*EXERCISE GOAL*:
When you reach the line that contains "of the insect", give it back exactly along with each line after it to the end of the entries; skip any pictures.

Referring expression pointing data:

= Beginning of Section =

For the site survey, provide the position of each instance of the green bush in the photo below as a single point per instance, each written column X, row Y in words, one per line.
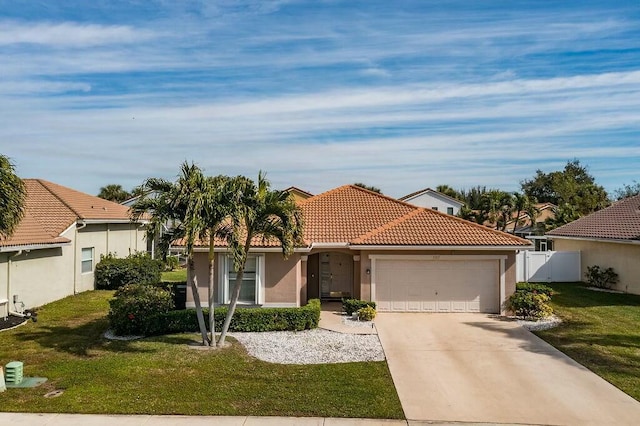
column 366, row 314
column 529, row 305
column 601, row 278
column 112, row 272
column 134, row 305
column 534, row 288
column 354, row 305
column 244, row 320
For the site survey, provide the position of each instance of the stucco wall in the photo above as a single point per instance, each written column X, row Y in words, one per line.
column 623, row 258
column 43, row 276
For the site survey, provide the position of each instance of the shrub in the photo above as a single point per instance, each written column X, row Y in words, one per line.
column 534, row 288
column 529, row 305
column 367, row 313
column 601, row 278
column 244, row 319
column 134, row 305
column 112, row 272
column 354, row 305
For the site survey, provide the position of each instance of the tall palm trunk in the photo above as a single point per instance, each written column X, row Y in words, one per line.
column 196, row 298
column 212, row 261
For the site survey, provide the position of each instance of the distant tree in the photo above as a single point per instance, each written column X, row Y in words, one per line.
column 627, row 191
column 12, row 198
column 114, row 193
column 447, row 190
column 573, row 190
column 370, row 188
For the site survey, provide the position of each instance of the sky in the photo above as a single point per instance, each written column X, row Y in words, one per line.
column 401, row 95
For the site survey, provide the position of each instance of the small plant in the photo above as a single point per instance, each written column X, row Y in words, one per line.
column 601, row 278
column 366, row 314
column 354, row 305
column 529, row 305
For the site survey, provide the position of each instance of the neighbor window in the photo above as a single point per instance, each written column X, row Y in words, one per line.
column 252, row 288
column 87, row 260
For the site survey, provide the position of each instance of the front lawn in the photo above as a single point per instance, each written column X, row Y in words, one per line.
column 162, row 375
column 601, row 331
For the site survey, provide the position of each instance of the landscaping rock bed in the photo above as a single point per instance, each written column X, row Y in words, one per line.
column 315, row 346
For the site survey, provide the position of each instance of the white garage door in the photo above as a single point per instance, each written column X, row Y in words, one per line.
column 437, row 285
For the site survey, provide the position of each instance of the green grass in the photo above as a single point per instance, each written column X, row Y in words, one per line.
column 175, row 275
column 600, row 331
column 163, row 376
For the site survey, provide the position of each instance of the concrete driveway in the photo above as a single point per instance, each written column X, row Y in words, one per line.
column 476, row 368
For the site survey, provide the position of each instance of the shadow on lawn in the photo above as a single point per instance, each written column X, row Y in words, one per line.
column 77, row 339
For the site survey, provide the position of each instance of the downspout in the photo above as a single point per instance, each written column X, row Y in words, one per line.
column 79, row 225
column 9, row 257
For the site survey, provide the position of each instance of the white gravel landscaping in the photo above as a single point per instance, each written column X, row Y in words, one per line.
column 315, row 346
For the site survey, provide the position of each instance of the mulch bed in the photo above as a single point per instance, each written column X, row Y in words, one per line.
column 11, row 321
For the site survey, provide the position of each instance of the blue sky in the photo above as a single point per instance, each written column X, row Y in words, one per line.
column 401, row 95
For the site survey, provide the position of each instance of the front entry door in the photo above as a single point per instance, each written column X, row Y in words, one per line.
column 336, row 275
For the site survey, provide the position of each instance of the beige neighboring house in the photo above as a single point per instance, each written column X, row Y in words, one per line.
column 609, row 238
column 432, row 199
column 361, row 244
column 55, row 248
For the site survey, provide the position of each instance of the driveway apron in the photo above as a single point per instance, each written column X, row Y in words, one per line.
column 478, row 368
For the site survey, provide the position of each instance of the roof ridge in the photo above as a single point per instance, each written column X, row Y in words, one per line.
column 388, row 225
column 55, row 194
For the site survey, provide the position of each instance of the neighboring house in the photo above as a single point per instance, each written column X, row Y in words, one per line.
column 55, row 248
column 430, row 199
column 608, row 238
column 361, row 244
column 298, row 194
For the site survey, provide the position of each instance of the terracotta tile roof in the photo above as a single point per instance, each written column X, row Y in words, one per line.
column 620, row 221
column 356, row 216
column 52, row 208
column 422, row 191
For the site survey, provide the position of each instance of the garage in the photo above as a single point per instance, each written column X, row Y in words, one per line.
column 436, row 284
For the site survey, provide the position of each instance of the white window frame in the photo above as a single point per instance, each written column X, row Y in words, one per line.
column 224, row 290
column 84, row 259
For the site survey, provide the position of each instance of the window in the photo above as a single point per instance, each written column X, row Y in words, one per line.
column 252, row 288
column 87, row 260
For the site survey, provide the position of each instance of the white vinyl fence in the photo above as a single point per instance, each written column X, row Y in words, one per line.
column 548, row 266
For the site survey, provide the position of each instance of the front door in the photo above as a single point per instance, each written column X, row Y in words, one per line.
column 336, row 275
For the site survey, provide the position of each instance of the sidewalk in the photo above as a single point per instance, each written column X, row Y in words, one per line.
column 32, row 419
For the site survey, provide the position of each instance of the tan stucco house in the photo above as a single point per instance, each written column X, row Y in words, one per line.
column 361, row 244
column 609, row 238
column 55, row 248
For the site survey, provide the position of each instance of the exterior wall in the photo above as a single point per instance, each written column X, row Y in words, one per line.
column 365, row 265
column 282, row 279
column 39, row 277
column 120, row 239
column 623, row 258
column 430, row 200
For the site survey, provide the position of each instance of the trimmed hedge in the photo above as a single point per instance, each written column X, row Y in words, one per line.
column 112, row 272
column 534, row 288
column 354, row 305
column 244, row 320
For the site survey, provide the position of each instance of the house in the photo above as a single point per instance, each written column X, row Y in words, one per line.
column 55, row 248
column 430, row 199
column 361, row 244
column 609, row 238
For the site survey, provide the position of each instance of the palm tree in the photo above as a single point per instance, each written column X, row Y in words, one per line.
column 259, row 212
column 115, row 193
column 522, row 203
column 13, row 195
column 182, row 203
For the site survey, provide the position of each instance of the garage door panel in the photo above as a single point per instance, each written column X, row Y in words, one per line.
column 437, row 286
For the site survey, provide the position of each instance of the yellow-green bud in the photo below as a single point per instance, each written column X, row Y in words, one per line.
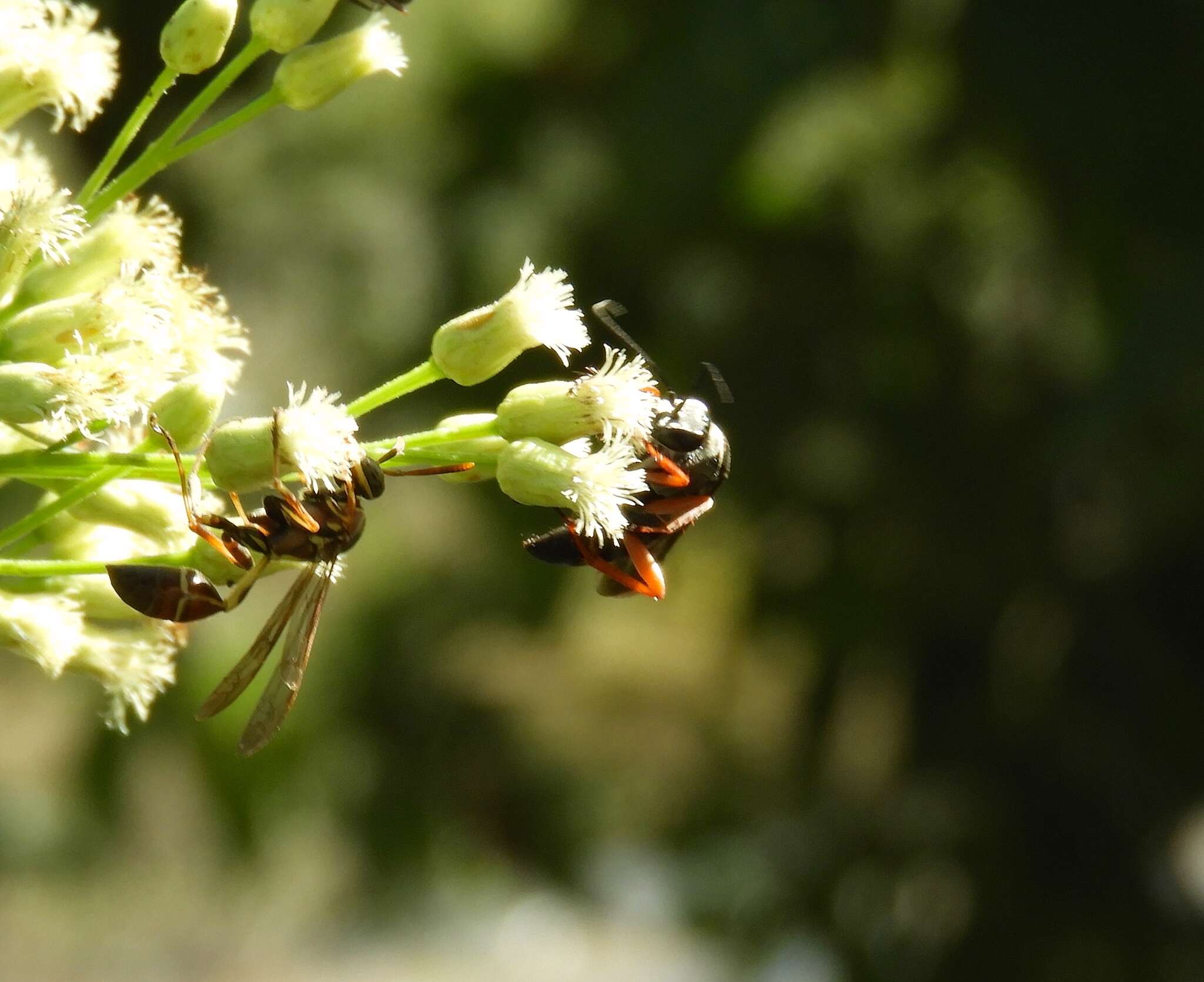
column 483, row 451
column 597, row 487
column 27, row 392
column 240, row 456
column 195, row 36
column 287, row 25
column 536, row 311
column 547, row 411
column 189, row 409
column 316, row 74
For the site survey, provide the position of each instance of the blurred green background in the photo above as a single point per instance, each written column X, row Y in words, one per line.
column 924, row 702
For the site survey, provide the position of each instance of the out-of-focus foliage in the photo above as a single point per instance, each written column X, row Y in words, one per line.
column 924, row 699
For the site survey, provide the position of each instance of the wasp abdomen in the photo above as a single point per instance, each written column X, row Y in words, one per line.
column 169, row 593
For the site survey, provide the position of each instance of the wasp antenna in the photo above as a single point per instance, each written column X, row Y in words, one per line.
column 715, row 376
column 607, row 311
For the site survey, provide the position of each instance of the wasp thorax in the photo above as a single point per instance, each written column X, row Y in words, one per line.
column 369, row 479
column 684, row 427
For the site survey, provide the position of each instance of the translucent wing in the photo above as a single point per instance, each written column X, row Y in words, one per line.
column 240, row 676
column 282, row 689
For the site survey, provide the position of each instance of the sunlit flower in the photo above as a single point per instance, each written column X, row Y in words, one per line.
column 537, row 311
column 313, row 75
column 49, row 56
column 596, row 487
column 614, row 402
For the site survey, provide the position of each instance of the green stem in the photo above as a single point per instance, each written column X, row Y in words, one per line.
column 158, row 156
column 165, row 81
column 229, row 125
column 40, row 464
column 39, row 517
column 414, row 379
column 83, row 567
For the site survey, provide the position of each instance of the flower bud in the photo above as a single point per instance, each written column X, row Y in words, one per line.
column 189, row 409
column 28, row 392
column 128, row 239
column 195, row 36
column 287, row 25
column 595, row 487
column 316, row 74
column 537, row 311
column 316, row 437
column 152, row 509
column 240, row 455
column 483, row 451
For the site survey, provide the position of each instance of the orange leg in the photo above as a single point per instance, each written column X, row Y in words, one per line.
column 186, row 489
column 670, row 474
column 610, row 569
column 680, row 512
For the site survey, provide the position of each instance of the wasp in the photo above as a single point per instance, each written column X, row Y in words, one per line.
column 315, row 529
column 687, row 457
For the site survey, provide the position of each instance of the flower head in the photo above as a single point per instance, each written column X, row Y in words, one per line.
column 616, row 402
column 49, row 56
column 596, row 487
column 313, row 75
column 537, row 311
column 316, row 436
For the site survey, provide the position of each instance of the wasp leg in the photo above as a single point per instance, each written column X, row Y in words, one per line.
column 608, row 569
column 297, row 515
column 680, row 512
column 670, row 474
column 196, row 525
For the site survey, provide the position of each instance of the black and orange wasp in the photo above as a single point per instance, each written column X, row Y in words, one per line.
column 315, row 529
column 687, row 457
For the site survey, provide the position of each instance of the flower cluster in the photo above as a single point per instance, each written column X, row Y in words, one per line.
column 108, row 342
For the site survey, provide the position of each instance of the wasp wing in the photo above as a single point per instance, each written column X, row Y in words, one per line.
column 240, row 676
column 282, row 689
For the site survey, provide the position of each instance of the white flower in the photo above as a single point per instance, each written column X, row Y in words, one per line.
column 134, row 663
column 616, row 402
column 318, row 436
column 49, row 56
column 44, row 628
column 127, row 240
column 34, row 221
column 537, row 311
column 311, row 76
column 597, row 487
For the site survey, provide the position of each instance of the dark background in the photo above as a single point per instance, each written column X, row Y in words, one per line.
column 924, row 702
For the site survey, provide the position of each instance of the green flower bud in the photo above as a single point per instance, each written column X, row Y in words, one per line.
column 28, row 392
column 316, row 74
column 287, row 25
column 240, row 455
column 316, row 436
column 195, row 36
column 483, row 451
column 189, row 409
column 596, row 487
column 536, row 311
column 546, row 411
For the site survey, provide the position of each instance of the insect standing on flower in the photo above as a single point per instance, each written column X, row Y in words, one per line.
column 687, row 458
column 315, row 529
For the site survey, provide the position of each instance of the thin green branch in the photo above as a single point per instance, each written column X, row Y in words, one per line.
column 165, row 80
column 158, row 156
column 414, row 379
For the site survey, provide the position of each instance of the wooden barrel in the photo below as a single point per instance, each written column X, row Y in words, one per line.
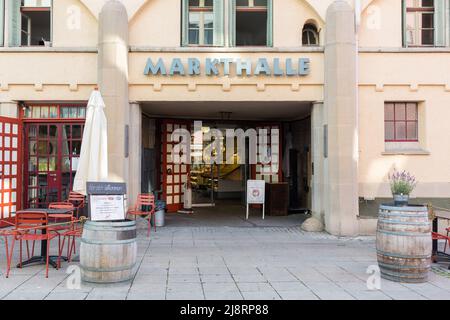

= End of Section =

*ANSWER BOX*:
For the site survey, provide the position of each instance of the insect standing on flower in the photo above as a single point per instance, each written column X, row Y in words, one per line.
column 687, row 458
column 315, row 529
For the site survey, provide the position of each instance of the thin green branch in the photo above as a single point per instance, each written column X, row Y in words, one per line.
column 165, row 80
column 158, row 156
column 414, row 379
For the site survey, provide the position of each instance of the wooden barrel in the photo below as a single point per instance, each written column X, row Y in words, one per line.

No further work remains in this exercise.